[Data records]
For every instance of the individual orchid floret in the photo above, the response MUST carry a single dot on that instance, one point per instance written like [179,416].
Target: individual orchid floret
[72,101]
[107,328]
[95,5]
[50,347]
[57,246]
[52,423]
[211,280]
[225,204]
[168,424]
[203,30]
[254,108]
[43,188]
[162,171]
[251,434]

GOAL OF THE EXERCISE
Rewrite the rows above, replacing each occurrence of "individual orchid floret" with "single orchid blossom" and leaving all other text unchanged.

RESULT FOR THIS TASK
For every instance of the single orchid blossom in the photo above, the response MUST carry a single dot on that instance, one point per instance written like [179,416].
Target: single orchid blossom
[72,101]
[107,328]
[95,5]
[50,347]
[57,246]
[52,423]
[211,280]
[225,204]
[168,424]
[203,30]
[254,108]
[43,188]
[162,171]
[251,434]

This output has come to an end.